----- Provided records -----
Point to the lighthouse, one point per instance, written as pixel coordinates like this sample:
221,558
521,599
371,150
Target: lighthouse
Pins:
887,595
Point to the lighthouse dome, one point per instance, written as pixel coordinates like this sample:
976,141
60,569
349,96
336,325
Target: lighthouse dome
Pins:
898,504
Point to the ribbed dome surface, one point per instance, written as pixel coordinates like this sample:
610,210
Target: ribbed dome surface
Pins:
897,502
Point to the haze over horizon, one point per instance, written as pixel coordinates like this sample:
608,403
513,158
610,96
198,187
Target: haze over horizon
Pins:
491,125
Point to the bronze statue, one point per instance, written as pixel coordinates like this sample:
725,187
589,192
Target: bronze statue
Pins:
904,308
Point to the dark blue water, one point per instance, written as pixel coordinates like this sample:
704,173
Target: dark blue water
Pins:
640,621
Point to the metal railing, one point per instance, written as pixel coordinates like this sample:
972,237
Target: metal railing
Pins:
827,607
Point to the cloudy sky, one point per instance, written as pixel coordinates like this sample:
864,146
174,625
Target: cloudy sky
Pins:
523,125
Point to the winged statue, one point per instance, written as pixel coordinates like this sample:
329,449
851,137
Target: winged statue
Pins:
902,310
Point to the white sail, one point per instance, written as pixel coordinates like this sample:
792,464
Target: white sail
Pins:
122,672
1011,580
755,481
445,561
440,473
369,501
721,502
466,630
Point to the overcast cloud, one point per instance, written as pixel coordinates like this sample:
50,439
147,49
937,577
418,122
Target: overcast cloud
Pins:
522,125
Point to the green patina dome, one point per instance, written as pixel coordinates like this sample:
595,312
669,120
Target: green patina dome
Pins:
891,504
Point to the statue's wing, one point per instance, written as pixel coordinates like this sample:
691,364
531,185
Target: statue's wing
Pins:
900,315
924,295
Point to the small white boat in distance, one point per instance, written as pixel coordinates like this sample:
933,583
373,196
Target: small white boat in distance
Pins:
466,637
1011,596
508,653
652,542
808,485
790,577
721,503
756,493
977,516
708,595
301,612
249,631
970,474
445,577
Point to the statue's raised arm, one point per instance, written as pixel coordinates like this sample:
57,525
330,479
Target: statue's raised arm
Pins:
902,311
-----
Exercise aim –
The data above needs to be repeated exactly, line for line.

The answer –
Point to the lighthouse, one point per instance, written as pixel coordinates like this sample:
221,558
521,599
371,150
Target: lighthouse
Pins:
887,595
Point to the lighthouse dome, one point per instance, written as pixel coordinates like this sample:
976,141
60,569
349,96
336,325
Target: lighthouse dome
Pins:
898,504
Point to the ribbed dome surface, one point per instance, written as pixel coordinates like this sample:
610,210
Target: ribbed dome surface
Pins:
897,502
Point to the haze over horizon, one point per instance, written as pixel coordinates like this sample:
608,403
513,158
610,96
198,187
Target: haze over horizon
Pins:
491,125
Point to the bronze statue, one point per instance, written as pixel coordinates like this sample:
725,187
589,192
Target: bronze statue
Pins:
904,308
Point to the dark blue water, one point per instance, written as pixel coordinates like this sample:
704,173
Target: dark blue water
Pins:
640,621
Point to the metal railing, one point per instance, written as pixel coordinates like this sample:
972,237
Target: metal railing
Pins:
827,607
Point to the cloudy sky, one point per instance, written as pixel coordinates like this sample:
864,146
174,625
Target: cloudy sky
Pins:
523,125
Point to the winged statue, one point per instance, written as pixel coordinates like this sample:
329,449
851,137
Target: winged statue
Pins:
902,310
Point to the white sail, one point per instance, written as pixel coordinates like this sample:
792,464
Target: white sail
Pins:
122,672
1011,580
755,481
445,561
440,473
369,501
721,502
466,630
Point to the overcast cloud, one point per instance, written as pixel coordinates like this sample:
50,439
147,49
937,577
418,122
Target: overcast cloud
Pins:
522,125
Point to the green patina dome, one point per instance, written as pixel coordinates like this sample:
595,312
669,120
Target: green patina dome
Pins:
891,504
Point to the statue's wing, one point per instance, written as pixel coordinates like this sample:
691,364
531,185
Target: statue's wing
Pins:
900,315
924,295
Point to the small white boat in distance, one point per instance, written as pixel coordinates like this sample:
933,583
373,196
Target: small white boat in distance
Pins:
466,637
1011,596
508,653
652,542
808,485
790,577
721,503
756,493
977,516
708,595
301,612
249,631
970,474
445,577
Point to the statue's raised arm, one point per instance, written as pixel coordinates like this sample:
57,525
330,479
Target: statue's raised arm
Pins:
902,311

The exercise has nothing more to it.